What is expected:
Output the material below unchanged, apart from leaving out the pictures.
── Stored records
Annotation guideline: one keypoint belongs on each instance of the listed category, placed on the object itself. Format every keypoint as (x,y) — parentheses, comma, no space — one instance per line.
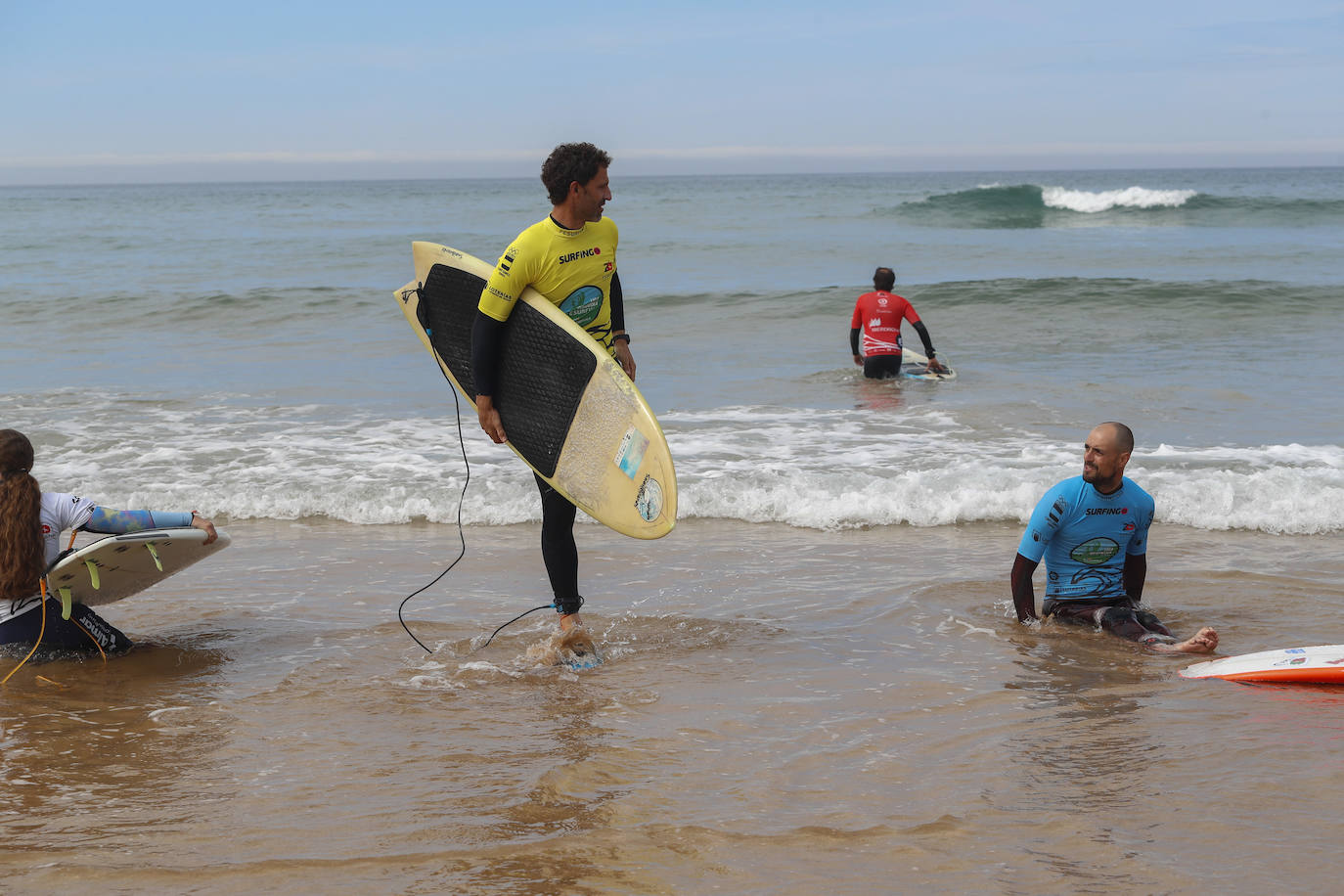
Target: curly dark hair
(567,164)
(22,548)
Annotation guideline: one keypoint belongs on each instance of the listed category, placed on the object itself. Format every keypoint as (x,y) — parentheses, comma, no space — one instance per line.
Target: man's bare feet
(1203,641)
(574,637)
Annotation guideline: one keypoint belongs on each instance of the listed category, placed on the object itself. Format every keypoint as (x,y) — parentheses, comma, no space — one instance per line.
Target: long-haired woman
(31,522)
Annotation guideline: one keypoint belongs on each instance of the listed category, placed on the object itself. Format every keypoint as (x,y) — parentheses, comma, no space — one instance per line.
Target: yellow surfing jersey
(571,267)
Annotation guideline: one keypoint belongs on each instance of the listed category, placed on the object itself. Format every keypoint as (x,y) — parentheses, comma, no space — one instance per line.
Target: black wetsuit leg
(882,367)
(560,553)
(1120,617)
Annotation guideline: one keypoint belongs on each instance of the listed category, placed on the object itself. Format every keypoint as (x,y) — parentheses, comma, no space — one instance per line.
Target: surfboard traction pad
(541,379)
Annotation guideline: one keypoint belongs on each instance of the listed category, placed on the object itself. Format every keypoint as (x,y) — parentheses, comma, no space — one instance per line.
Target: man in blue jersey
(1093,533)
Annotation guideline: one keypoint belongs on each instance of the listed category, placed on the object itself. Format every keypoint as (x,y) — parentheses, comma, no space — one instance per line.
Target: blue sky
(107,92)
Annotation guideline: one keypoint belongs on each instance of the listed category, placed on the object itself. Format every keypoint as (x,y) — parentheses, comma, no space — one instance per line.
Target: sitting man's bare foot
(1203,641)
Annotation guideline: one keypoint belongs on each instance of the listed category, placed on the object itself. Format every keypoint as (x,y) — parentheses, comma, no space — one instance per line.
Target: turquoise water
(238,342)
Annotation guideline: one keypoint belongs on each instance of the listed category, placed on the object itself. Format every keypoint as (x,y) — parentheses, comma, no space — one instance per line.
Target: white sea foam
(816,469)
(1088,202)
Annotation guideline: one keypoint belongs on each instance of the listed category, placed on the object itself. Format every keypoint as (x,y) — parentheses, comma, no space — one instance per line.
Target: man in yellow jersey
(570,258)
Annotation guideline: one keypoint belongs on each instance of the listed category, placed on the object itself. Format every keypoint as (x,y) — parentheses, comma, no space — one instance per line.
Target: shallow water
(779,711)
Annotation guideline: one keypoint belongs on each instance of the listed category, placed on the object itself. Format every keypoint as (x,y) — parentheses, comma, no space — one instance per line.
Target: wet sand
(781,711)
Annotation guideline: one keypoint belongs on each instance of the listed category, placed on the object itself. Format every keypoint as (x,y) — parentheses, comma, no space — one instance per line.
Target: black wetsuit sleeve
(1135,574)
(1023,596)
(487,342)
(617,304)
(923,336)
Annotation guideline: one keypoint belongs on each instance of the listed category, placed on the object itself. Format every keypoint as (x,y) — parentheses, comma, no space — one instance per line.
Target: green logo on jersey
(582,305)
(1095,553)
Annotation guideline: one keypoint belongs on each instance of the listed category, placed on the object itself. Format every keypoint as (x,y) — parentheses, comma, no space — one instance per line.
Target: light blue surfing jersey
(1085,538)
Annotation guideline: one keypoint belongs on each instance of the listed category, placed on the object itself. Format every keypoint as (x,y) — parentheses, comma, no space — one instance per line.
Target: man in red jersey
(877,315)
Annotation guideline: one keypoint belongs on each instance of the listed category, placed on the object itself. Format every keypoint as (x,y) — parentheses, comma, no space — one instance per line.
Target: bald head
(1122,434)
(1105,456)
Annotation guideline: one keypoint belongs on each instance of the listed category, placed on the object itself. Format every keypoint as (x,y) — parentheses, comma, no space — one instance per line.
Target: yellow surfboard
(568,409)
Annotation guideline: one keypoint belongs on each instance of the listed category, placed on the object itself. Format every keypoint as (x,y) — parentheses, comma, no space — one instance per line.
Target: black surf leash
(461,535)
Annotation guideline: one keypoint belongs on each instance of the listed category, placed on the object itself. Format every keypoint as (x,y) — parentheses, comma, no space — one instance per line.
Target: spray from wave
(999,205)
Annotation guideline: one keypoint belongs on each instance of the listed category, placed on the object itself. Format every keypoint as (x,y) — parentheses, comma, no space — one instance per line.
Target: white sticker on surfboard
(631,454)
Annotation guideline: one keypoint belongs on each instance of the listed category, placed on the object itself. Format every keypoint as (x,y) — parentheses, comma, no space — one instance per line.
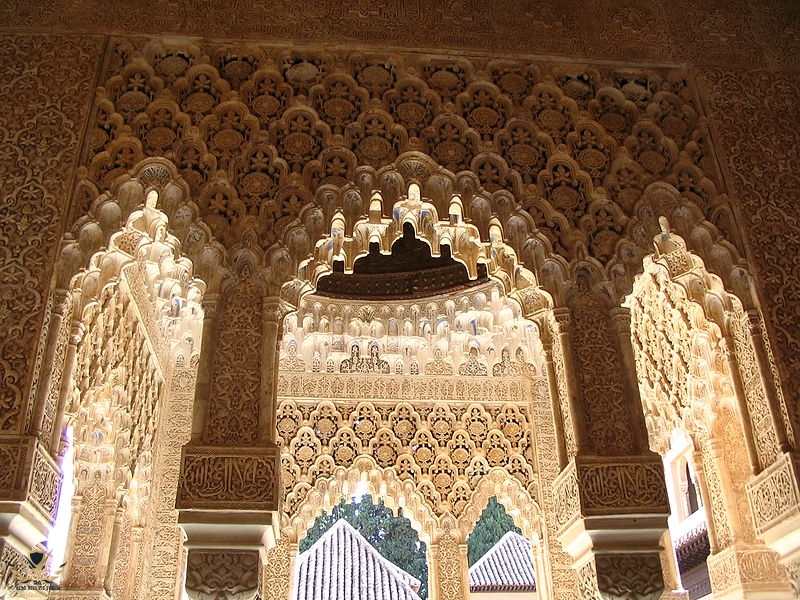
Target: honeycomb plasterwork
(252,184)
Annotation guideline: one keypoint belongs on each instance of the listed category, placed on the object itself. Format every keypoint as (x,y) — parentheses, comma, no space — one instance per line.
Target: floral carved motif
(773,494)
(44,95)
(233,414)
(629,575)
(762,177)
(222,575)
(599,368)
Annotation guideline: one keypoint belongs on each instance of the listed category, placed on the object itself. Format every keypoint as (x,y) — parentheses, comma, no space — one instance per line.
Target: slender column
(705,493)
(765,372)
(70,362)
(229,489)
(48,377)
(552,384)
(576,416)
(744,413)
(610,501)
(448,576)
(205,368)
(621,319)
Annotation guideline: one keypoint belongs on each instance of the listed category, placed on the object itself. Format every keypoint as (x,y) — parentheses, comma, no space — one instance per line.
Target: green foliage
(393,537)
(494,523)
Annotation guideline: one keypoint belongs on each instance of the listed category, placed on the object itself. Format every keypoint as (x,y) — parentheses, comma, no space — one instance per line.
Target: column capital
(222,574)
(602,500)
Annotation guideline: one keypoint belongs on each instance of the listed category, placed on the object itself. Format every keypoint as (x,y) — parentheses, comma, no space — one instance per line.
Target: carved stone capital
(741,568)
(562,317)
(222,574)
(629,576)
(774,495)
(28,473)
(225,478)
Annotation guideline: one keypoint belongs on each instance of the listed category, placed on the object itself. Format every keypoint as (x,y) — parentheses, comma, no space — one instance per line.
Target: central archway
(435,396)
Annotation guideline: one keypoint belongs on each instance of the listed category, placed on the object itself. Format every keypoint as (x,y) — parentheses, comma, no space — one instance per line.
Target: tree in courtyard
(392,536)
(494,523)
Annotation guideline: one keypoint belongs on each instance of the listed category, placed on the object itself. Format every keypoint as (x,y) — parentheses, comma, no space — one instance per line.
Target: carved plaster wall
(257,145)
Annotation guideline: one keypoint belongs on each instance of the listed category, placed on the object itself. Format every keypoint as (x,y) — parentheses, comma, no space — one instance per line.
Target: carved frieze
(610,486)
(245,478)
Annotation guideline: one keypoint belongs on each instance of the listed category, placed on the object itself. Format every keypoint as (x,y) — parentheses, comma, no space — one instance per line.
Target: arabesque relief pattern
(574,162)
(45,97)
(763,180)
(696,374)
────
Right answer:
Annotation guideline: one keypoint belongs on each instance of the listed category, placed on the object itself. Format every keypoint as (x,y) — parentheses, comma, no space — one instance per line.
Target: curly dark hair
(567,164)
(22,548)
Annotation guideline: one keypoint belongs on each instance of the listed category, placed on the object itself. Format every keypoint as (x,y) — parentheses, comma, no space — one instance per line.
Target: man's bare feet
(1203,641)
(574,637)
Annotation guideline: one keypoint belongs on each instance of the listed category, placed on the object itself. Format every keypoint as (x,y) — parentheses, comma, no space — one instance per line.
Target: long-haired woman
(31,522)
Annotation guideline: one keypoint belongs on each instance of the listed category, placed on the object itself. Format every keypoint as (x,y) — parentheses, comma, no space — one instance per line.
Target: yellow surfing jersey
(571,267)
Annotation guideline: one keypoint belongs on each instance of the listed category, placed on the object itself. Format every keypoint as (x,y) — parentheses, comma, no space — one instance per line.
Target: black wetsuit leg
(882,367)
(560,553)
(1120,617)
Annotation guideline: one keypoint belongs on each instance of the listed category, placed on the object itself. Format every keypoint as (x,y) — parentheses, comma, no space — one instance per line.
Target: surfboard traction pad
(541,379)
Annotation guideline: one keypoint belongs on each instance of the listed category, placed on the object itself. Format every keypoint as (x,y) — parentheses, comma, no space — one instance per line.
Target: man in blue jersey
(1093,533)
Annotation guideline: one keypoint belongs on each instance of the listed category, placed on the object itself. Format every keypoint as (x,y) — parentheses, comma, no space — one instance per line.
Target: blue sky
(107,92)
Annotation guideline: one keypoint belongs on each instance of the listed category, placed on the object itself. Format every keypoint as (x,y) — parentheses, comma, no space — one instance per line.
Target: sitting man's bare foot
(1203,641)
Annotation guideline: one keypoint belongs on each instance of the listed category, placed on the object itself. Format every keypoint as (x,y) — parentheses, comma, no space — one instance per line.
Target: turquoise water
(238,342)
Annotation guideline: one keypoint belongs on each instance of the listed category, placed on the object itself. Format every keypoint as (x,y) — parentheses, comma, no space — one instance per line.
Target: white sea foam
(816,469)
(1088,202)
Annotation guideline: one keypoint belongs on each instance of the listed category, placed on the object itself. Format every keypoint as (x,y) — parentheses, comma, no space — one instance per line.
Target: man in yellow jersey
(570,258)
Annotation guideline: one keypoint belongs on each instance of the listed category, placed on the object itself. Format every keypoint as (x,y) — parentheses, comma, no space — one instance per line.
Target: shallow water
(779,711)
Annotation guideline: one keypoint belongs on each instance of the listed category, placed on the object itself. Format every keypoint as (x,y) — parentheses, comma, no space — one instance per line.
Target: wet sand
(781,711)
Annotation guideline: one keypoint belongs on each instance of the listed category, placed on the object itself. Format every keypoint as (x,y) — parentheses, comma, no space — one instance per line.
Target: black wetsuit sleeve
(1135,574)
(1023,596)
(487,342)
(617,304)
(923,336)
Annotation guideline: one keypoint belongs on each instance of the listed category, placed on the object itself. Format every keypoint as (x,y) — parentheses, comma, no space — one instance per line.
Target: green logo on jersey
(582,305)
(1095,553)
Annotation guideline: one keypoint belongs on each instance of the listed category, placed on the object itself. Format every keypoint as (x,y) — parentheses, comma, no space — one instance per line.
Target: light blue surfing jersey
(1085,538)
Annotation guideline: one keypoint belongs on each instance of the listed category, placed on the object itself. Format every keypoint as (x,y) — parentheses, comma, no space — one instance per line.
Target: man in red jersey
(877,315)
Annotation guideline: one keypoint belongs on each instance of the listed category, placed on the object itself. Format every keypoint as (x,y) — parentheses, comma, no space — one instance per line.
Target: bald head
(1122,434)
(1105,456)
Annotation guideline: one keypoint belongs on each instance of the listed category, placed on the object itself. Format every keypoint as (x,y) — parentheses, comma, no space — one instance per line.
Target: yellow surfboard
(568,409)
Annotation guideline: one keypoint belongs on each instance of the listed category, placed on the object itself. Format every keypoint as (x,y) — parentheses, comma, no space — one instance per line.
Target: black surf leash
(461,535)
Annotation guideline: one keypoint belongs on each instance of the listed category, placed on the object itself. Format every keypoint as (x,y) — parentheses, comma, no space — one instance per line.
Target: spray from wave
(999,205)
Annotation guideline: one keypoint belongs on each instance of the listed category, placed on the object itself. Format every keypoint as (x,y) — parentheses, comma, no space — one instance per line.
Target: white sticker on surfboard
(631,454)
Annotation guideline: one keypoint belongs on each instance of the listed category, placed on the object itself. Format every keypoint as (x,y) — parentheses, comma, no space — one instance per line.
Target: honeycomb plasterwork
(252,184)
Annotation guideline: one keypoint belongs on each instance of the listed category, placed on the object itself. Format every keypoint as (x,y) — parentheses, comma, no space — one instance per line.
Target: floral carved motif
(773,494)
(44,95)
(233,414)
(629,575)
(762,177)
(222,575)
(599,368)
Annotation guideline: one keypoint belongs on each instance of the listed category, placed on the object itself. Format every keypoint as (x,y) — parentheses, comma, no space — one instance per line.
Target: slender column
(705,493)
(765,372)
(70,362)
(229,489)
(48,377)
(552,384)
(576,416)
(744,413)
(610,501)
(448,576)
(205,368)
(621,319)
Annotation guideline: one keypoint belongs on each instance of the listed category, placed on the object itself. Format every keypoint as (x,y) — parentheses, comma, no space — one instance per line.
Target: green foliage
(393,537)
(494,523)
Annotation guideline: one keypoint belongs on each instance of the listed category, placed on the object itself. Format every keypoint as (x,y) — parentheses, comma, no space — one instance per line.
Target: column capital
(222,574)
(602,500)
Annotation guideline: one keypoint belongs on each instance of the listed category, placed on the object itself. Format every keypoint as (x,y) — parentheses, comma, no space — one instance per line.
Target: carved stone capital
(741,568)
(562,317)
(222,574)
(629,576)
(774,495)
(28,473)
(225,478)
Annotation guideline: one keypoint belongs on each instance of the listed category, placed on the object itself. Format every keypoint as (x,y) — parentheses, comma, no space — one instance per line.
Target: central archway
(435,396)
Annotation guideline: one keypoint belongs on each instance of the listed category, placed on the object itself. Format every keypoint as (x,y) — parentheses, comma, no space — one instance per line.
Target: tree in courtyard
(392,536)
(494,523)
Annotation guideline: one keypoint belongs on each instance of the listed category, placed on the object itself. Format every keypoint as (x,y) — parentheses, comma, no space — one instance per line.
Target: carved plaster wall
(257,145)
Annotation guideline: one keypoint belongs on each instance of the listed category, placed on the object itself. Format every keypoint as (x,y) — parentheses, comma, no space — one instance per line.
Target: carved frieze
(610,486)
(245,478)
Annotation guideline: one keypoint belongs on each instance of the listed category, placed on the object itself. Format every keypoint as (x,y) — parentheses, comma, no space — one instance per line.
Target: arabesque relief pattern
(574,162)
(45,97)
(763,180)
(696,374)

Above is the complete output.